— start of EXCERPTED DATA —
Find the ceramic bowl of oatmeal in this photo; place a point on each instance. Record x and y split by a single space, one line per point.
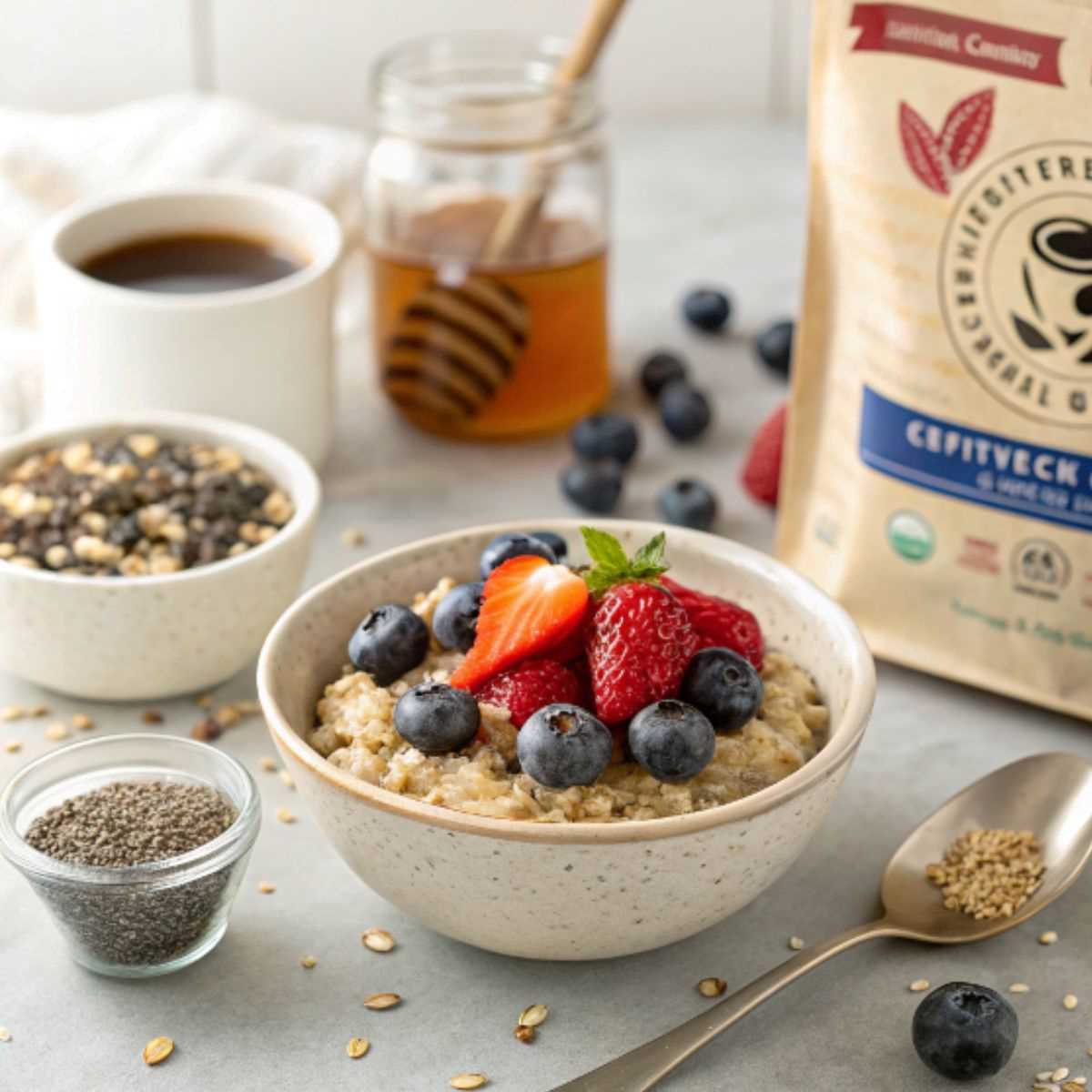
124 574
478 851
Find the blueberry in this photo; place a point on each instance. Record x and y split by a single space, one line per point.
454 622
685 410
688 503
708 309
596 487
513 544
561 746
660 369
555 541
724 686
437 719
605 436
391 642
674 742
965 1032
774 347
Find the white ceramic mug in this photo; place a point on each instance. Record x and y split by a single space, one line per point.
262 355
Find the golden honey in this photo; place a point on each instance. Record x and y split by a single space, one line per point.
501 350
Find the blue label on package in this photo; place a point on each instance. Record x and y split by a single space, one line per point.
980 468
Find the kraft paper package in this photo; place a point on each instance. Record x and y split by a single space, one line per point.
938 472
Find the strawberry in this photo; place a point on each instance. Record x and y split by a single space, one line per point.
763 470
721 623
640 639
528 606
524 689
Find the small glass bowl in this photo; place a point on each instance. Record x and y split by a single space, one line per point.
145 920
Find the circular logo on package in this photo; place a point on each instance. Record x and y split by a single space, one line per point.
1040 568
1016 281
911 536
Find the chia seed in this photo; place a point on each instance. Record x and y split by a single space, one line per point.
128 824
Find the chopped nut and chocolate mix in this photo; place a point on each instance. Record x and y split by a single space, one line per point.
135 506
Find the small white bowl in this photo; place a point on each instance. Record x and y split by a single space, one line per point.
141 638
568 891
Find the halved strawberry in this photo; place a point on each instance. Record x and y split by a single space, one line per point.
528 607
525 689
721 622
639 639
762 472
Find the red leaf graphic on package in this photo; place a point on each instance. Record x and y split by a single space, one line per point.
922 147
935 158
966 128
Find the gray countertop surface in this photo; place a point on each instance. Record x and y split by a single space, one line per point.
720 203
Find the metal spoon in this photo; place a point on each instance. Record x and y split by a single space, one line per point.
1047 794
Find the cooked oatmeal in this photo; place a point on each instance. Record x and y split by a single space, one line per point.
356 733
— end of EXCERPTED DATA —
- **PROBLEM**
Please copy all of the material above word for word, line by line, and leave out the pictures.

- **COMPLETE RESPONSE**
Find the ceramic bowl of oatmeal in this photo; place a point on each instance. Record x and y split by a single space, one line per point.
124 574
478 851
Find the blueberry in this photo; place a point on each instance. Record x and y split by a single space, one line per point.
454 622
685 410
688 503
708 309
596 487
513 544
561 746
660 369
555 541
724 686
437 719
605 436
391 642
674 742
965 1032
774 347
Find the white ceramic mug in this photo; place a point on each instance. Record x and y split by a single space, one line per point.
262 355
Find the golden honey in this photo; place a point on each instance. Record x and y split by a single space, one line per point.
501 350
Find the blue label on package in this photo; place a point on each instance. Record x and y split by a single space, one line per point.
980 468
Find the kraft paper package in this photo; place a point on each instance. Record x and y split by a single space, one line per point.
938 472
Find the strawberry in this photo; place a point on each instance. Record x and y split by a single space, one line per point.
763 470
721 623
640 639
528 606
524 689
Find the small glass bowl in this photo; place a point on each instance. Record x and y split by a single space, one line per point.
145 920
Find the circular logo on package in this photo; place a point on each instance. Record x and y split by a single space, one line per point.
1040 568
1016 281
911 536
Find the chia seed in this photo; place a point on each instance. Record x and y split by a single space, one line per point.
128 824
Find the chopped nut and chocolate mix in this photo; place a point on each instance. Record x and y split by a single space, one line per point.
135 506
Find the small white bowl in this photo; place a point on each instance. Record x and y split by a single space, one line per point.
141 638
568 891
Find the halved strawberry in this photo; place a point on each instance. Record x and y split by a single space, one line per point.
528 607
525 689
721 622
639 639
762 472
Find the red leaf graphic on package in this photo; place a point on each instance. Record x and y split by a single space, one line per point.
922 147
935 158
966 128
Find the gray countertop surface in this photo; place a point on each instance. Record x and y split by a single space, one line per point.
720 203
Find the metal spoon in this photo; place a point on each instance. Record x and y split by a single space, one line per point.
1047 794
Find the cooked oatmeal in this photo; place a point on each instance. Record x and y split by a single space, one line per point.
356 733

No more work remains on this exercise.